EXERCISE DIRECTIONS :: Reproduce the material from the line with "the palm frond." up to and including the line with "[[50, 133, 87, 460]]", requests included, multiplying every box coordinate in the answers by 0.95 and rounding to whole numbers with halves rounded up. Leave the numbers in the requests and their format samples unchanged.

## Start GIVEN INFORMATION

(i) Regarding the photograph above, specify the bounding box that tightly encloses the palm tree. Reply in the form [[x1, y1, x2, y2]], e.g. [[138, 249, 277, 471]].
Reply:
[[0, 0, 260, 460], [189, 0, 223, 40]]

## End GIVEN INFORMATION
## Start GIVEN INFORMATION

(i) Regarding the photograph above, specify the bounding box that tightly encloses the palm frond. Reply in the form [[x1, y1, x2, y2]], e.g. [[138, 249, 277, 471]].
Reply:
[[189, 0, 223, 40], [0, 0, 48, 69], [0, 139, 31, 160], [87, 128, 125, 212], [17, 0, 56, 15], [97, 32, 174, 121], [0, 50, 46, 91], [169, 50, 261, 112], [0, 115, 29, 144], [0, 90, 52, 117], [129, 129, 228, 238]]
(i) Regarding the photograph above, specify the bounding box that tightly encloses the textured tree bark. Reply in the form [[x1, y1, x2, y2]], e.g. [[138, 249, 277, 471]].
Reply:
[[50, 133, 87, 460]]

## End GIVEN INFORMATION

THE COMPLETED TASK ::
(i) Regarding the photograph above, specify the bounding box that tightly encloses the palm frond. Reply in the form [[x1, y1, x2, y2]], e.g. [[138, 249, 277, 471]].
Reply:
[[180, 0, 212, 38], [0, 0, 46, 66], [0, 132, 29, 152], [83, 122, 119, 201], [16, 0, 53, 14], [92, 30, 165, 115], [0, 48, 44, 86], [161, 48, 248, 106], [0, 109, 28, 137], [0, 86, 49, 111], [123, 123, 217, 226]]
(i) Regarding the photograph above, specify the bounding box that tightly encloses the textured tree bark. Reply in the form [[x1, y1, x2, y2]], e.g. [[138, 249, 277, 471]].
Reply:
[[48, 126, 83, 437]]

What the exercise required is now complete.